[Records — start]

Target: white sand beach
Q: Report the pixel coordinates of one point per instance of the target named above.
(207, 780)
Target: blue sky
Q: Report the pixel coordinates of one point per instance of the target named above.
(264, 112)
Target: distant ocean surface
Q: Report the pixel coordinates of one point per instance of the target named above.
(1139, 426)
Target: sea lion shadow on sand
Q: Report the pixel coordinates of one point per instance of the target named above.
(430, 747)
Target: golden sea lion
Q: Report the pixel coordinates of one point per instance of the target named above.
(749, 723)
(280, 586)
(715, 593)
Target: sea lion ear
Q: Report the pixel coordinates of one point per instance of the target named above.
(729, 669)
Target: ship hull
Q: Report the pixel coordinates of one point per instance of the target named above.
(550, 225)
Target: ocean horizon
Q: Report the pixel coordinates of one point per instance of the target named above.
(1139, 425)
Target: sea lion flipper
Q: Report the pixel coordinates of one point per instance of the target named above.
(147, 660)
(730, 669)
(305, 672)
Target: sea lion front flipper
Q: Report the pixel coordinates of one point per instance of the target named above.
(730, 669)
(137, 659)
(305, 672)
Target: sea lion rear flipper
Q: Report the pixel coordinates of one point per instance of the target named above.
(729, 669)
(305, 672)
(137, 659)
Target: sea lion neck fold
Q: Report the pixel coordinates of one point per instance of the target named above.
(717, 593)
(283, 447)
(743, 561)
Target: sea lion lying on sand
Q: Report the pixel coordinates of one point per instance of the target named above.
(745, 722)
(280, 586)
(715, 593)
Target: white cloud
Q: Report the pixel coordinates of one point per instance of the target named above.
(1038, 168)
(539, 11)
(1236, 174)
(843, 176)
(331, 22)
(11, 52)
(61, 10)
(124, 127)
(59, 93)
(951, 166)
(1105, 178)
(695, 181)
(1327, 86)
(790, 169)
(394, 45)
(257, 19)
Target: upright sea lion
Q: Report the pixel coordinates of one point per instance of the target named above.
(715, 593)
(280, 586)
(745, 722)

[Records — finish]

_Activity_
Exactly the lines from the one containing "Target: sea lion neck fold" through the final line of the records above are needed, copied word for word.

_The answer_
Target: sea lion neck fold
Q: Report the pixel coordinates of one point per instance of the target named above.
(717, 593)
(283, 447)
(743, 561)
Target: sea lion lying on sand
Q: Report the pixel coordinates of one point per instance of the target named above.
(745, 722)
(280, 586)
(715, 593)
Target: white cloud
Q: Report the pixel coordinates of one point per instance of the target named above.
(1038, 168)
(539, 11)
(1236, 174)
(843, 176)
(331, 22)
(11, 52)
(61, 10)
(124, 127)
(59, 93)
(951, 166)
(1105, 178)
(695, 181)
(1327, 86)
(790, 169)
(394, 45)
(257, 19)
Target: upright sea lion
Q: Report the pixel coordinates of one point per instance of the target named above.
(715, 593)
(280, 586)
(745, 722)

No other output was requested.